WHAT THE EXERCISE ASKS
Copy everything from "Peter Gruits: And" down to "in effect, discount." in the conversation about valuation multiples below, word for word.

Dennis Zink: Can you explain a little bit, both of you chime in on this about multiples, and let’s start with you Eric.
Eric Robinson: So multiples are basically derived from multiple factors, is the stability of the cash flow. So if you have somebody who only has one client, you’re probably not going to give it as much of a multiple, because if that one client leaves, what do you really have? If it’s a high-growth company, then you’re going to give it a larger multiple because the income’s going to increase over time. If it’s a more stable company or a declining industry, you’re probably going to give it a lower multiple.
And basically what it is, is if you’ve determined that EBITDA is $50,000, and it’s a high-growth, you may give it a 30 times multiple, but if it’s a declining or stable industry, you may give it a two to three times multiple. So it’s the difference between getting 50 times three, or 50 times 30, and so that’s the difference.
Peter Gruits: A lot of that depends on really what market you’re in, and it depends on where you’re NAICS Code is.
Eric Robinson: I agree.
Peter Gruits: And in effect, do you have comparables in reference to those kind of multipliers? Back to Eric’s comment about discretionary income, if you pull money out to buy Buck’s tickets, why anybody would do that, I don’t know. But if you pulled tickets out, money for that purpose, you’re in effect, giving up a lot of your potential cash, as you go to sell it. Because the lending institutions, and the SBA, and whoever happens to be funding this, is going to, in effect, discount.
It’s going to say, that is not part of your return, and so they’re going to look at your tax returns over the last three years to determine, really, what your cash flow is. So you’re hurting your cash flow, you’re leaking cash off of something that doesn’t build value.
Dennis Zink: Right, but at the same time, Eric, a buyer is going to say, “Okay, I don’t need to buy those tickets, so I’m going to add it back, so now those tickets cost me $20,000, and if I’m going to get a multiple of four, then that’s worth 80,000 to me when I sell.”

DATASET SECTION

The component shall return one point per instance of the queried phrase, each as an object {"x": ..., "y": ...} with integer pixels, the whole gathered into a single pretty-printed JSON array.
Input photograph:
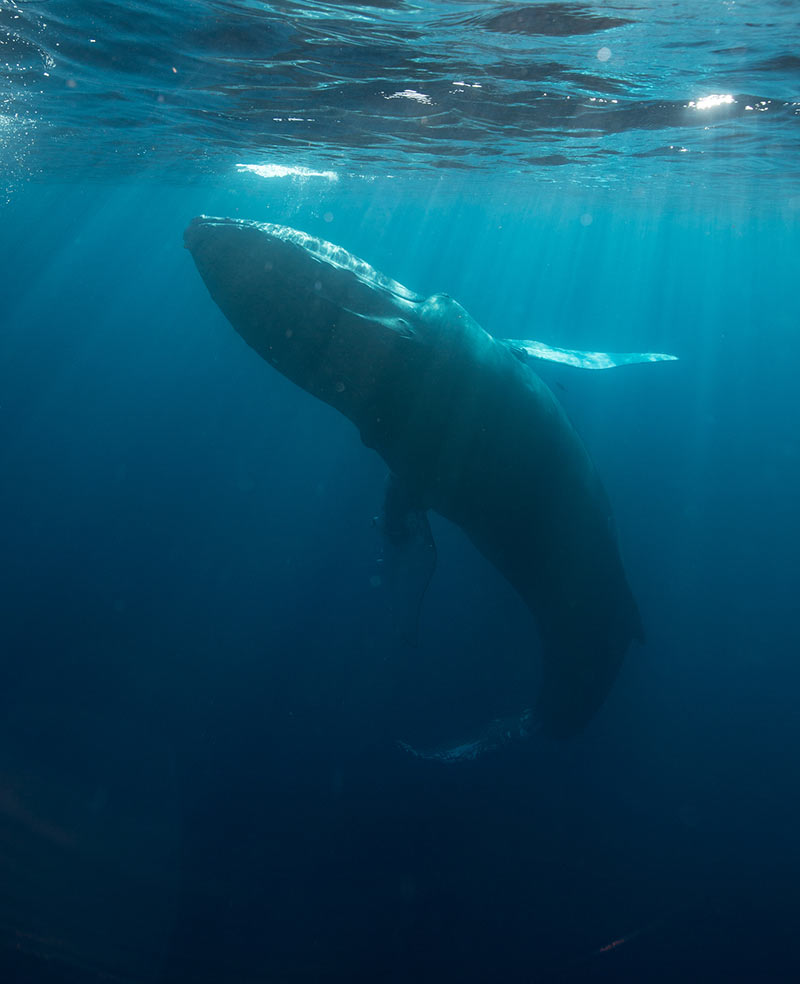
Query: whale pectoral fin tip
[{"x": 531, "y": 350}]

EXERCISE ANSWER
Peter Gruits: And in effect, do you have comparables in reference to those kind of multipliers? Back to Eric’s comment about discretionary income, if you pull money out to buy Buck’s tickets, why anybody would do that, I don’t know. But if you pulled tickets out, money for that purpose, you’re in effect, giving up a lot of your potential cash, as you go to sell it. Because the lending institutions, and the SBA, and whoever happens to be funding this, is going to, in effect, discount.